• [Teks Bacaan]
================

Bulan Ramadan, Bulan Ampunan?

Penulis: Majid Aulya Al Miqdad

Bertahun-tahun kita melewati bulan Ramadan, sering dan banyak ditemukan motivasi dari para kyai, dai, bahkan khotib Jumat untuk memperbanyak amal serta meminta ampunan (taubat) kepada Allah karena dikatakan bulan Ramadan adalah bulan amal sholih, bulan Al quran, bulan ampunan, dst dengan menyebutkan banyak hadits dan ayat Alquran sebagai penguat atas klaim tersebut. Namun bagaimana sebenarnya konsep yang lebih mendalam terkait taubat dalam pandangan Islam? Ini yang akan penulis coba bahas dalam artikel kali ini secara lebih mendalam tapi tetap bisa dipahami oleh semua golongan dan umur dalam beberapa poin berikut:

  1. Apakah semua dosa itu sama?

================

• [Cuplikan Data]

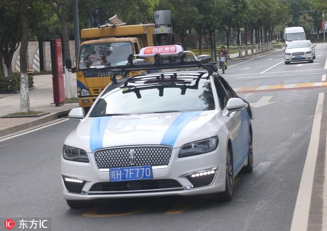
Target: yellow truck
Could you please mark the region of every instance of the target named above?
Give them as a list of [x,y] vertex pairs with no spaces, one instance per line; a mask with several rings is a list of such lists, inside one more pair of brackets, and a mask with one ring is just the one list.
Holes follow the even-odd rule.
[[126,64],[130,54],[138,54],[142,48],[153,46],[154,24],[100,27],[80,31],[85,41],[79,46],[76,81],[78,103],[86,114],[111,82],[112,70]]

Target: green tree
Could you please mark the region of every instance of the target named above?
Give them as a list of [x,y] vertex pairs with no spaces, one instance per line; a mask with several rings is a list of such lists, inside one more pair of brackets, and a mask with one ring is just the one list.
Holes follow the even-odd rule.
[[22,20],[23,36],[20,49],[20,64],[21,69],[21,111],[27,112],[30,110],[30,97],[27,74],[27,49],[28,48],[30,19],[27,9],[29,7],[28,0],[21,0],[19,2],[19,11]]
[[4,59],[5,75],[11,72],[12,61],[22,36],[22,23],[15,1],[0,0],[0,53]]
[[311,34],[312,29],[314,27],[314,20],[308,14],[303,14],[300,16],[300,25],[303,28],[305,34]]

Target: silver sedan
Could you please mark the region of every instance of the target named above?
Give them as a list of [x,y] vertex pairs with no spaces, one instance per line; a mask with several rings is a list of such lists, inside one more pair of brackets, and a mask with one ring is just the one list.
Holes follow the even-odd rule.
[[313,48],[314,46],[310,45],[307,40],[292,41],[283,48],[285,53],[285,64],[289,64],[291,62],[309,61],[313,62]]

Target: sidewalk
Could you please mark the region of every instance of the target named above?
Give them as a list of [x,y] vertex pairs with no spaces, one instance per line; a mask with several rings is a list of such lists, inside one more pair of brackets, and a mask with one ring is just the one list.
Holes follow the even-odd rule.
[[[72,74],[72,77],[76,94],[76,75]],[[78,106],[77,102],[55,106],[51,74],[35,75],[34,80],[34,88],[29,90],[31,110],[48,113],[39,117],[0,118],[0,139],[15,133],[22,132],[25,129],[67,117],[71,109]],[[20,93],[0,93],[0,117],[19,112],[20,97]]]
[[[269,52],[269,51],[268,51]],[[251,53],[249,50],[249,55]],[[245,52],[243,52],[243,55]],[[260,53],[256,54],[260,54]],[[250,56],[250,55],[249,55]],[[243,56],[244,57],[244,56]],[[238,57],[238,53],[230,55],[228,62]],[[76,93],[76,74],[72,74],[73,86]],[[21,133],[24,130],[40,126],[60,118],[67,117],[71,109],[78,106],[77,102],[64,103],[56,106],[54,103],[52,76],[35,75],[34,89],[29,90],[31,110],[47,112],[39,117],[0,118],[0,139]],[[20,111],[20,94],[0,93],[0,117]]]

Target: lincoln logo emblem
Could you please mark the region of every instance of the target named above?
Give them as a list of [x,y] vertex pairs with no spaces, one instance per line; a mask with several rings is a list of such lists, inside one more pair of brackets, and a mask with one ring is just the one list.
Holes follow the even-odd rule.
[[135,151],[134,149],[129,150],[129,163],[131,165],[134,165],[135,163]]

================

• [Tantangan] Tulis ulang bagian teks tentang Ramadan yang dibuka dengan kata-kata "Penulis: Majid Aulya" dan ditutup dengan "dosa itu sama?". Tukarlah "taubat" dengan "tobat".

• [Jawaban Tugas]
Penulis: Majid Aulya Al Miqdad

Bertahun-tahun kita melewati bulan Ramadan, sering dan banyak ditemukan motivasi dari para kyai, dai, bahkan khotib Jumat untuk memperbanyak amal serta meminta ampunan (tobat) kepada Allah karena dikatakan bulan Ramadan adalah bulan amal sholih, bulan Al quran, bulan ampunan, dst dengan menyebutkan banyak hadits dan ayat Alquran sebagai penguat atas klaim tersebut. Namun bagaimana sebenarnya konsep yang lebih mendalam terkait tobat dalam pandangan Islam? Ini yang akan penulis coba bahas dalam artikel kali ini secara lebih mendalam tapi tetap bisa dipahami oleh semua golongan dan umur dalam beberapa poin berikut:

  1. Apakah semua dosa itu sama?